(Document segment)
== == ==

FERMANAGH’S health system and other public services were impacted by last weekend’s global IT outage, which saw widespread disruption right across the world.
Believed to be one of the worst IT failures of all time, the problem was caused by a faulty update by cybersecurity firm Crowdstrike, which affected Microsoft Windows systems and impacted businesses, banks, airlines and various other industries across the globe on Friday.
Fallout from the disruption was still impacting some systems up until the time of going to print yesterday (Tuesday).
Locally, Fermanagh and Omagh District Council experienced issues at its leisure centres, with the outage knocking out its ability to accept card payments. The Council had the issue resolved by lunchtime on Friday.
The biggest disruption was to the local health system, however, with GPs unable to access patient records or prescribe patients medication, and disruption to some hospital services. The ambulance service and out of hours GP service were not impacted.
On Monday, the Department of Health issued a statement outlining the ongoing impact of the problem, noting three major hospital systems and one GP system had been affected by the outage – the Epic Electronic Care Record, the Varian Radiotherapy System, the Allocate eRostering System, and the EMIS GP System.

== == ==

(Required actions)
A. Copy the portion of the IT outage report that runs between "Locally, Fermanagh and" and "were not impacted.", inclusive.
B. Continue the report on the IT outage's impact in Fermanagh from the point where it stops.

(Supplied data)
== == ==

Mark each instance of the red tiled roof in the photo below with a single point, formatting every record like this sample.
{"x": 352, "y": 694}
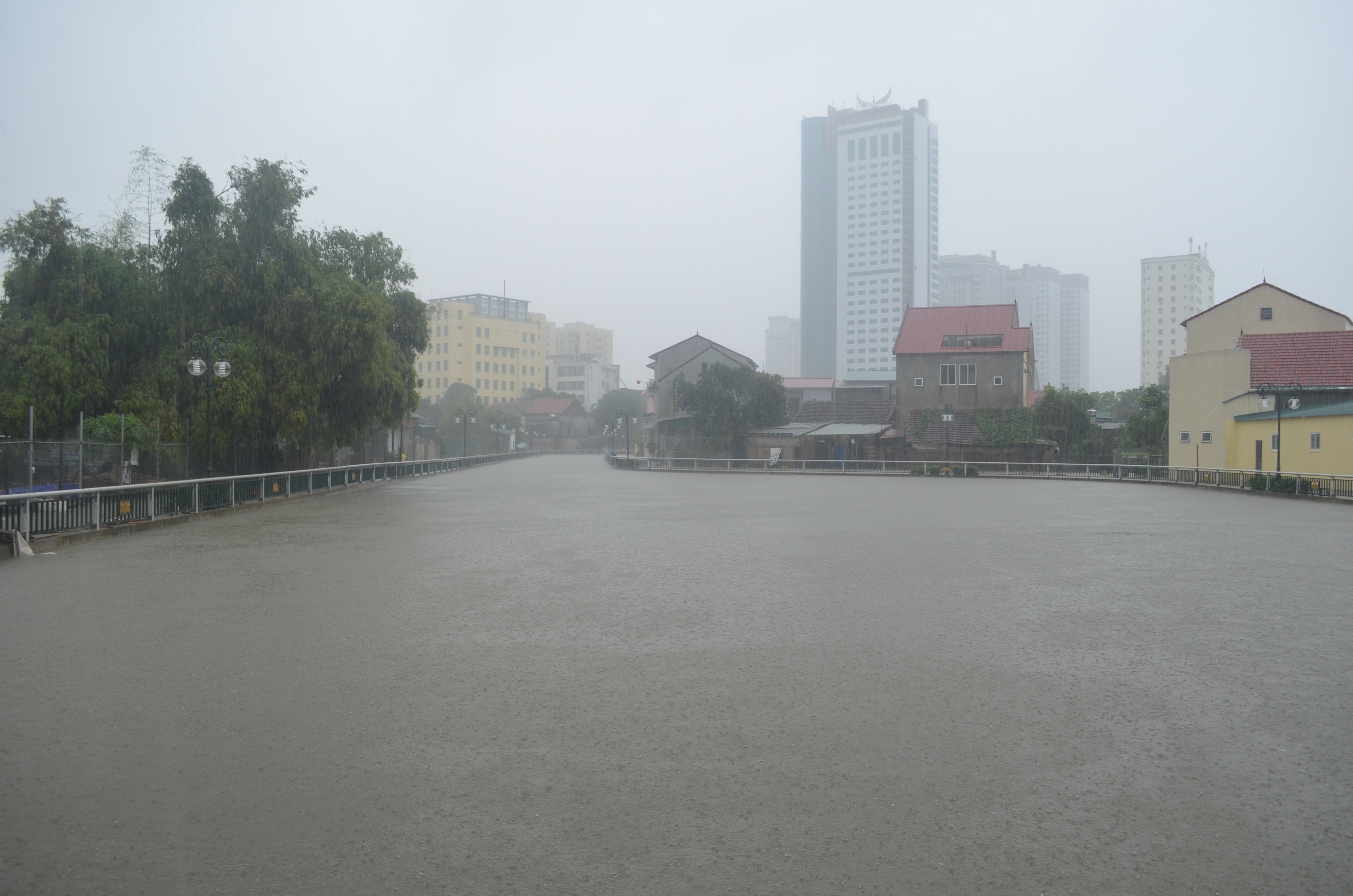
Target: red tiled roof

== == ==

(Results of the exercise)
A.
Locally, Fermanagh and Omagh District Council experienced issues at its leisure centres, with the outage knocking out its ability to accept card payments. The Council had the issue resolved by lunchtime on Friday.
The biggest disruption was to the local health system, however, with GPs unable to access patient records or prescribe patients medication, and disruption to some hospital services. The ambulance service and out of hours GP service were not impacted.

B.
“All teams, including affected GP practices, implemented their business continuity plans with a focus on ensuring those clinically urgent patients were managed first. This is a normal part of the HSC contingency arrangements,” said a Department spokesman.
The spokesman noted the Epic Electronic Care Record system had been restored by 9am on Friday morning, with integrated technologies restored by Friday afternoon. The last of the affected services was endoscopy imaging, which was restored by 6pm on Friday evening.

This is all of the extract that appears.